DOCUMENT:

Therefore, every integer greater than 1 is either a prime number or a product of prime numbers (a composite number).

The famous Greek mathematician Euclid proved that there are infinitely many prime numbers.

Michael Rabin and Gary Miller developed an algorithm that determines whether an integer is a prime or a composite number by testing the integer with multiple bases, denoted by \( a \). The algorithm is called the Rabin-Miller primality test.

The Fundamental Theorem of Arithmetic

Every integer greater than 1 can be expressed as a unique product of prime numbers (up to the order of the factors). This fundamental property makes prime numbers the "building blocks" of all natural numbers and is crucial for many cryptographic applications.

STORED ROWS:

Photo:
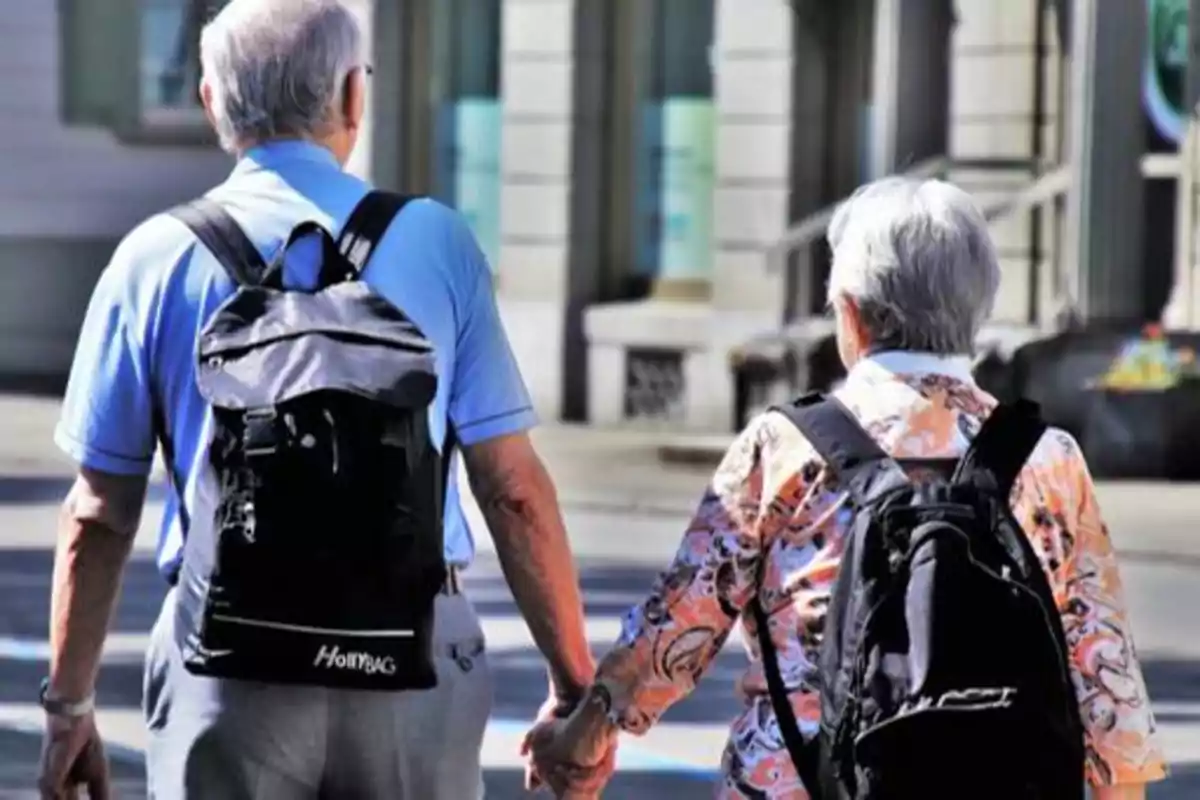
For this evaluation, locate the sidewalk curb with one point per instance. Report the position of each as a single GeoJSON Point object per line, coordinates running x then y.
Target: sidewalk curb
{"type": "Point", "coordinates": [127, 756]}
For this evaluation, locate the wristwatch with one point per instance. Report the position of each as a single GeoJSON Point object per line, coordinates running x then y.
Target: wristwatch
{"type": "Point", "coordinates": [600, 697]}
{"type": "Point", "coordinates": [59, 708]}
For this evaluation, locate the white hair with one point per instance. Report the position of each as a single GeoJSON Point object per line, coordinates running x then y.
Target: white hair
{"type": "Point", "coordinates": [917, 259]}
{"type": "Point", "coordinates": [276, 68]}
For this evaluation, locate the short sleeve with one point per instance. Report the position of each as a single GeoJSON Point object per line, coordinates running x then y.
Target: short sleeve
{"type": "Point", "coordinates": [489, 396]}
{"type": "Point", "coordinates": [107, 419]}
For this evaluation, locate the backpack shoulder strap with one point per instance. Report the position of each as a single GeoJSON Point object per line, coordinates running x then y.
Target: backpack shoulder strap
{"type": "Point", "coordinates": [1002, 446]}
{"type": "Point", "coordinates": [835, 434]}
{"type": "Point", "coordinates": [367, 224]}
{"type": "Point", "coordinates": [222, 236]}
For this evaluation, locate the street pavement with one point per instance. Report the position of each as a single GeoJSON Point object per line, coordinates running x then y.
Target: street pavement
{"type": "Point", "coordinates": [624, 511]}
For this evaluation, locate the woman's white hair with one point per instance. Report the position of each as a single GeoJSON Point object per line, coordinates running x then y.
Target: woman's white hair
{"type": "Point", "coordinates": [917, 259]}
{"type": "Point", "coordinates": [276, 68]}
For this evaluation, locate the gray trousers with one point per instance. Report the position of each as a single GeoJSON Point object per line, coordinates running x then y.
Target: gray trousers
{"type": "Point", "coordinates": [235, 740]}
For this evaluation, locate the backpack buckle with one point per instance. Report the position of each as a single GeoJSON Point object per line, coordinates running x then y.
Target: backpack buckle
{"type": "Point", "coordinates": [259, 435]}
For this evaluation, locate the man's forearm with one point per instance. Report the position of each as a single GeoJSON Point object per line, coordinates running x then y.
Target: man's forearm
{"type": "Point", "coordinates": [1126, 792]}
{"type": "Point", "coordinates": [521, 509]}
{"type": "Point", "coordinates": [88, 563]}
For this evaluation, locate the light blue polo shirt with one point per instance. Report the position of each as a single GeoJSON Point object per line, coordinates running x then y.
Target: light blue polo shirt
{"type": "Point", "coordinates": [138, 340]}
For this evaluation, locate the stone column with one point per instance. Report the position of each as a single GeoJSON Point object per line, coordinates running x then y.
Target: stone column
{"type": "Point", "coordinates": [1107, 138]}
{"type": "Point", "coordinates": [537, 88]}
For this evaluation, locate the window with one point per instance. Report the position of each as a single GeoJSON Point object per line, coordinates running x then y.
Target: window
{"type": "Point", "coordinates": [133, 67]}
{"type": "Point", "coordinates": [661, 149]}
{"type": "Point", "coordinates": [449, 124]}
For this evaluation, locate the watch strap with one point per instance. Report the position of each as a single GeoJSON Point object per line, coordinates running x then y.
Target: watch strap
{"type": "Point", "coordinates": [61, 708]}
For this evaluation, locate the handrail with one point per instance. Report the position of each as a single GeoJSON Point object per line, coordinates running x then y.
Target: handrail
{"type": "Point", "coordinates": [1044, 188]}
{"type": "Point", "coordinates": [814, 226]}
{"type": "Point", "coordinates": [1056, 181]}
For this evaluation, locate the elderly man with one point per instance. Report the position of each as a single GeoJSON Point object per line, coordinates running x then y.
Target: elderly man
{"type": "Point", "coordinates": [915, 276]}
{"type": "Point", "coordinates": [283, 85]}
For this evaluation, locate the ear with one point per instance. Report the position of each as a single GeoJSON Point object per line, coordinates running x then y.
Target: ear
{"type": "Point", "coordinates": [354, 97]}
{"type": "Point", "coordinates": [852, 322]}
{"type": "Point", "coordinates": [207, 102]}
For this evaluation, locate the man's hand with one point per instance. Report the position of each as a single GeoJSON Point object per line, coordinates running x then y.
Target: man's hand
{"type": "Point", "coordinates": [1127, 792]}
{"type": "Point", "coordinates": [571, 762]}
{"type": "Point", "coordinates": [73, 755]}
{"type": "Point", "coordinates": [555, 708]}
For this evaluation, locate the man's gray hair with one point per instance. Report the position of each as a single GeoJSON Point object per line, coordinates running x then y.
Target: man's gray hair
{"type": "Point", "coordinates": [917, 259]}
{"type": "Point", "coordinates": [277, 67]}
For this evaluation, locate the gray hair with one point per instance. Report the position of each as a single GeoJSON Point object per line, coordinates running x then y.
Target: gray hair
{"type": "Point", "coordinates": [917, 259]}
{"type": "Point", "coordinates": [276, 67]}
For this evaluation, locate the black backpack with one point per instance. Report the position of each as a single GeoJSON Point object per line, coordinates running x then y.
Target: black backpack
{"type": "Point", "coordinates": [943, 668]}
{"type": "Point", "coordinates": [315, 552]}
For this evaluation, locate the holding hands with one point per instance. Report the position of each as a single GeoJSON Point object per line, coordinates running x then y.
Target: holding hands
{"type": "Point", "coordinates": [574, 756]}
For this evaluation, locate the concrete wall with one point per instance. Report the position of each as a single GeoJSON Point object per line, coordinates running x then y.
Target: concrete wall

EXERCISE REQUIREMENTS:
a - Answer the following questions using the text on prime numbers:
(i) Which Greek mathematician proved that there are infinitely many prime numbers?
(ii) What is the name of the algorithm developed by Michael Rabin and Gary Miller?
(iii) For what kind of applications is the unique-factorization property described as crucial?
b - Write out the passage of the text on prime numbers between "The famous Greek" and "many cryptographic applications.", inclusive, without any alteration.

RESPONSES PER TASK:
a -
(i) Euclid
(ii) The Rabin-Miller primality test
(iii) Many cryptographic applications

b -
The famous Greek mathematician Euclid proved that there are infinitely many prime numbers.

Michael Rabin and Gary Miller developed an algorithm that determines whether an integer is a prime or a composite number by testing the integer with multiple bases, denoted by \( a \). The algorithm is called the Rabin-Miller primality test.

The Fundamental Theorem of Arithmetic

Every integer greater than 1 can be expressed as a unique product of prime numbers (up to the order of the factors). This fundamental property makes prime numbers the "building blocks" of all natural numbers and is crucial for many cryptographic applications.